Gib den Abschnitt des Interviews von „Wirst du die“ bis „an der Grenze.“ wortgetreu wieder.

··· Das Interview

Der Name Gottfried Hattinger ist mit unzähligen Ak­tivitäten im Kunst- und Me­dienbereich verbunden. Du bist u.a. als Co-Leiter der Münchner Thea­ter­bi­en­­nale Spielart tätig, Mitherausgeber des Kunst­jahr­buchs kursiv und hast auch das Festival Kon­tras­te in Krems mitkuratiert. Inwiefern werden dei­ne brei­ten Interessen in die Programmatik einfließen?
GH: Ich vermute, dieses breite Spektrum war letzt­­lich das Argument für mei­ne Bestellung. Ich wer­de mich sicher nicht auf ein Genre konzen­trie­ren sondern diese Frage total offen lassen. Was vielleicht weniger vorkommt, ist das Thea­ter, aber an­sonsten möchte ich von Performance über Musik bis bil­dende Kunst nichts ausschließen und auch die einschlägigen Szenen einladen, wenn es so­weit ist.

Wirst du die eine oder andere Tätigkeit „opfern“ müs­sen?
GH: Mein Agreement mit dem Vorstand ist, dass ich München auf jeden Fall beibehalte. Dort ar­bei­te ich nur konzeptiv und habe keinerlei orga­ni­sa­to­rische Aufgaben. Aufgegeben habe ich Krems, das war aber sowieso schon an der Grenze.

An der Grenze hinsichtlich der Zeitressourcen?
GH: Ja, das war relativ anspruchsvoll in der Pla­nung. Es ist aber von den Nie­derösterreichern auch ein merkwürdiger Quotendruck gekommen, den ich schon seit zwei Jahren kritisiert habe. In letzter Zeit hat sich das noch ver­stärkt. Krems haben mein Berliner Kollege Matthias Osterwold und ich jetzt gemeinsam aufgegeben. Dort sucht man jetzt nach neuen Strukturen, was nach fünf, sechs Jah­ren vielleicht ohnehin nicht so schlecht ist. Die Or­­ganisation war jedenfalls so eine hybride An­ge­legenheit im Umfeld des Lan­des Niederösterreich und wurde von der jungen Szene nicht akzeptiert. Da bekommt ein Festival schnell einen ge­wis­sen Stallgeruch.

Wie siehst du diesbezüglich die Kulturpolitik in Ober­österreich?

······
··· Bereitgestellte Daten

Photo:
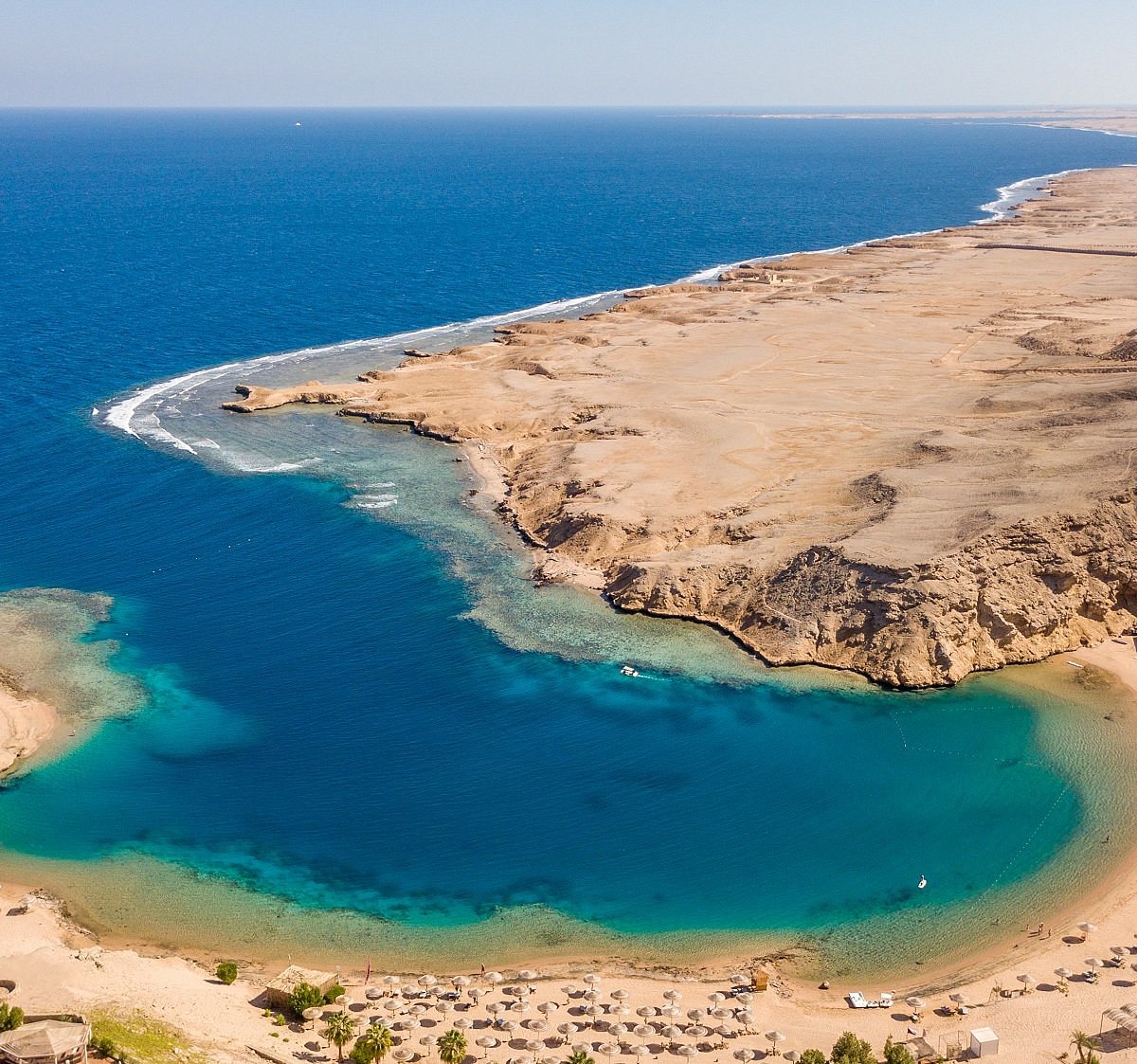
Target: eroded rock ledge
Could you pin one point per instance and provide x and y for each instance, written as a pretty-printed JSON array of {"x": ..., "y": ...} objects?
[{"x": 914, "y": 460}]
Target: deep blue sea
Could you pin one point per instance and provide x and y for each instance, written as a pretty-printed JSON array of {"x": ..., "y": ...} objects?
[{"x": 353, "y": 698}]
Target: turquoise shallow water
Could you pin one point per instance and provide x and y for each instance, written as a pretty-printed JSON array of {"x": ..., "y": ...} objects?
[{"x": 352, "y": 698}]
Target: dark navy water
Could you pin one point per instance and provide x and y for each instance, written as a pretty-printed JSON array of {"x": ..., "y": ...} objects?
[{"x": 325, "y": 718}]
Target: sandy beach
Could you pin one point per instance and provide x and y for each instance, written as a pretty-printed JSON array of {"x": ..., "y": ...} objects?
[
  {"x": 891, "y": 399},
  {"x": 26, "y": 723},
  {"x": 824, "y": 456}
]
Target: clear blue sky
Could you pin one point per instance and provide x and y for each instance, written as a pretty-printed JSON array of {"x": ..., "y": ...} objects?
[{"x": 698, "y": 52}]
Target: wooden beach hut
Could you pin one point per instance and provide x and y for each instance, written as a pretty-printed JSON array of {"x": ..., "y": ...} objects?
[
  {"x": 45, "y": 1041},
  {"x": 280, "y": 989}
]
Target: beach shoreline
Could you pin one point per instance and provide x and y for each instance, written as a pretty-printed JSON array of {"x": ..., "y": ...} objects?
[
  {"x": 60, "y": 965},
  {"x": 601, "y": 504}
]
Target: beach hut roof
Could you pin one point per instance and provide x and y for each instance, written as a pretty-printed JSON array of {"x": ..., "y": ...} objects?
[{"x": 45, "y": 1040}]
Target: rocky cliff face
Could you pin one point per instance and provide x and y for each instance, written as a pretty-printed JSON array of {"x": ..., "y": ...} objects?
[
  {"x": 1013, "y": 596},
  {"x": 914, "y": 460}
]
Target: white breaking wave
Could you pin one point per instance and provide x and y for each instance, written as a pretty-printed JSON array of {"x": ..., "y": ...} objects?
[
  {"x": 247, "y": 466},
  {"x": 136, "y": 415},
  {"x": 373, "y": 501},
  {"x": 1018, "y": 192}
]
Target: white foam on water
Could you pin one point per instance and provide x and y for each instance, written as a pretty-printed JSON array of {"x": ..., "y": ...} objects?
[
  {"x": 137, "y": 414},
  {"x": 1018, "y": 192},
  {"x": 247, "y": 465},
  {"x": 373, "y": 501}
]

······

* _Erledigte Aufgabe_:
Wirst du die eine oder andere Tätigkeit „opfern“ müs­sen?
GH: Mein Agreement mit dem Vorstand ist, dass ich München auf jeden Fall beibehalte. Dort ar­bei­te ich nur konzeptiv und habe keinerlei orga­ni­sa­to­rische Aufgaben. Aufgegeben habe ich Krems, das war aber sowieso schon an der Grenze.